YEAH!!! This happens to me alot! I get around people my own age, i shut like a clam. No words seem to come out, then when its all said and done im ready to beat myself to a pulp for being so nervous!!!


----------



## Kozugisafaark (Feb 22, 2011)

*haaaaaaaaaaaaaaaaagh (big sigh)*

**** I went out to night had a couple of beers,not too bad quite sensible.But for the lack of alcohol I was worse off.Rageing in my head over how easy my friends were mixing with everyone else.Had to leave.I don't think theres anything wrong with it(anger) if you can direct it into something purposfull.I say hang on to it and unleash it in something you can do on a regular basis,training for example.It dose however make you tired and even sick/rundown.I've learnt how to let it go but I think its been for the worse for me.Anger is better than dispare.It has a purpose.Use it to your advantage!I'm a son of a Self made High achieveing violent father from the bronks of where I'm from.**** I've got Post traumatic stress,Anger management,Depression,and social angsiety problems.Of all that **** anger is the only one with benifits,obviously only if you can direct it somewhere usefull,it still whears you out the longer you hold it.Its like poison,had stomach ulsers from that ****.Ahh just venting now have to laugh


----------



## Atticus (Nov 10, 2003)

- [Supplied material]
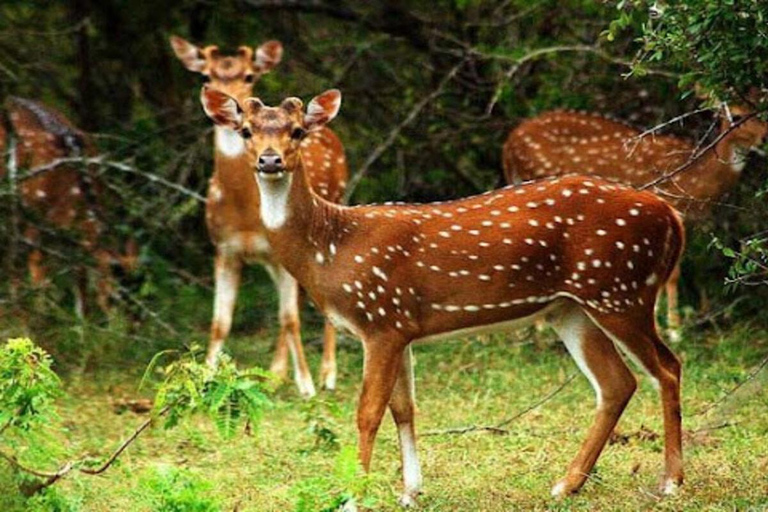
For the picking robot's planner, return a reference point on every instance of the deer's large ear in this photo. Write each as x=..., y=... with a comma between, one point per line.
x=222, y=108
x=268, y=55
x=322, y=109
x=189, y=55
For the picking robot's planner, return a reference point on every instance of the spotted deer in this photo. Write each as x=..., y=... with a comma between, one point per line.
x=587, y=254
x=562, y=142
x=65, y=196
x=232, y=209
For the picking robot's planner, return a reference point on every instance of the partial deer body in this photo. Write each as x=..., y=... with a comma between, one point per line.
x=588, y=255
x=564, y=142
x=233, y=213
x=67, y=196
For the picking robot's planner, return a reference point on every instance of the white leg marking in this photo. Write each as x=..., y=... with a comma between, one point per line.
x=274, y=194
x=670, y=487
x=409, y=454
x=558, y=490
x=288, y=289
x=570, y=328
x=228, y=142
x=628, y=353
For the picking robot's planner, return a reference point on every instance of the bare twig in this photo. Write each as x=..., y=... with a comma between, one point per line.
x=517, y=62
x=738, y=386
x=499, y=427
x=390, y=139
x=120, y=166
x=635, y=141
x=53, y=477
x=695, y=157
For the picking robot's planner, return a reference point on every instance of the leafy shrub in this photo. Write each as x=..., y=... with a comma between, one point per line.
x=331, y=491
x=28, y=385
x=226, y=395
x=172, y=489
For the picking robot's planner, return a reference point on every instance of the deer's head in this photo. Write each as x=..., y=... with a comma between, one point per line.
x=272, y=135
x=233, y=74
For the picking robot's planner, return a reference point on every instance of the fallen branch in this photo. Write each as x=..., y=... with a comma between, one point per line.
x=499, y=427
x=52, y=477
x=697, y=155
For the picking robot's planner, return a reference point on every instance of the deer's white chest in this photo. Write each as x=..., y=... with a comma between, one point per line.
x=228, y=142
x=274, y=200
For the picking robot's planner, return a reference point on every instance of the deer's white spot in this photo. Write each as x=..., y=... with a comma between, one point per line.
x=228, y=142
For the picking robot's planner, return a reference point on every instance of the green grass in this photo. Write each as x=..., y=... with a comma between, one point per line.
x=461, y=382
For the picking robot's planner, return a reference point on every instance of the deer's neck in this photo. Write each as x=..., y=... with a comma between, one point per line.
x=299, y=223
x=732, y=150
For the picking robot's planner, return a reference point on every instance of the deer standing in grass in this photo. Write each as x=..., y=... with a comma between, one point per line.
x=232, y=209
x=564, y=142
x=66, y=196
x=588, y=255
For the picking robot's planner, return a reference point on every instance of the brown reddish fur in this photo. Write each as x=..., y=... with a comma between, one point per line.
x=65, y=196
x=564, y=142
x=400, y=273
x=236, y=212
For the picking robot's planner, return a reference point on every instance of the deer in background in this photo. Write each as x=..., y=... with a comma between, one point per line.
x=66, y=196
x=563, y=142
x=589, y=255
x=232, y=209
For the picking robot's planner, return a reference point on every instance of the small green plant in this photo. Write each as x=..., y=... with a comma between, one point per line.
x=330, y=492
x=172, y=489
x=749, y=264
x=28, y=385
x=226, y=395
x=320, y=416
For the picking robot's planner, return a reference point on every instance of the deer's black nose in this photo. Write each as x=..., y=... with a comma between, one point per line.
x=270, y=161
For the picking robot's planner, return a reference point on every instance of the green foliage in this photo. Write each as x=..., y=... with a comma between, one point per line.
x=52, y=499
x=28, y=385
x=172, y=489
x=226, y=395
x=719, y=45
x=321, y=417
x=329, y=492
x=749, y=263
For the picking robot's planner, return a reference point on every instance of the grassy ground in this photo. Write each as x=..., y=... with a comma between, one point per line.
x=477, y=381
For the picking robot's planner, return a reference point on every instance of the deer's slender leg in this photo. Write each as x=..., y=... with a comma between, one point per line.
x=227, y=276
x=381, y=368
x=403, y=408
x=290, y=333
x=328, y=366
x=612, y=381
x=641, y=341
x=37, y=273
x=673, y=313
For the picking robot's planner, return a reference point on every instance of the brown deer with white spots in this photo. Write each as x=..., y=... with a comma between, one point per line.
x=564, y=142
x=232, y=209
x=588, y=255
x=66, y=196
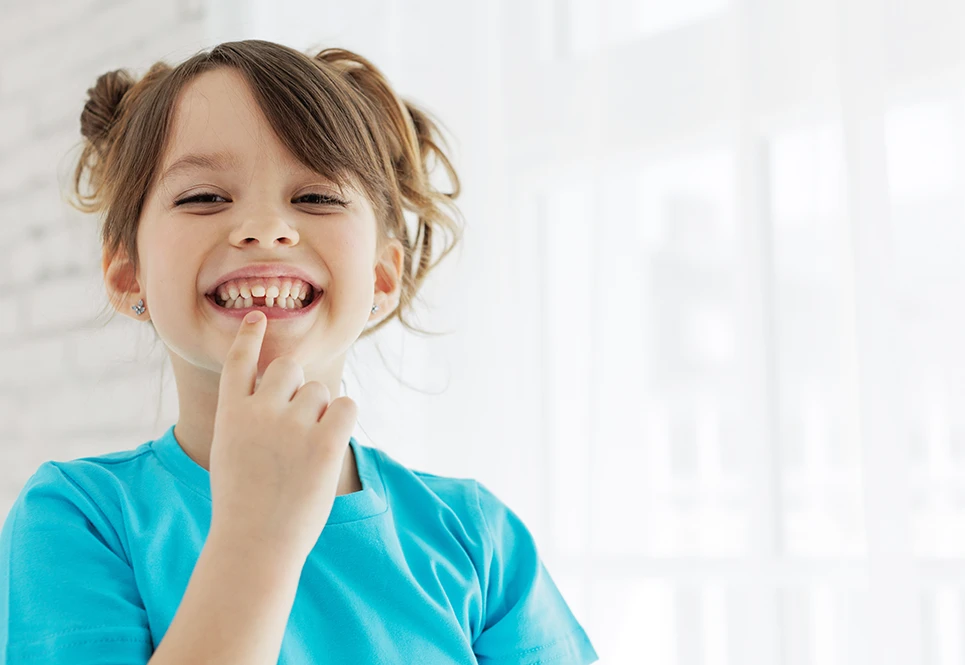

- [Activity list]
A: List the conditions that the poster dated Feb 22, 2011 says they have in the forum thread.
B: In the forum thread, what physical ailment does the poster dated Feb 22, 2011 say anger once gave them?
C: Summarize the forum thread in two sentences.

- [Exercise results]
A:
Post traumatic stress
Anger management
Depression
Social angsiety problems

B: Stomach ulcers.

C: The first poster says that this often happens to them: around people their own age they shut like a clam, and afterward they are angry at themselves for being so nervous. Kozugisafaark describes raging inwardly at how easily friends mixed with others during a night out and having to leave, and argues that anger can be useful if directed into something regular like training, though holding it wears a person out and once gave them stomach ulcers.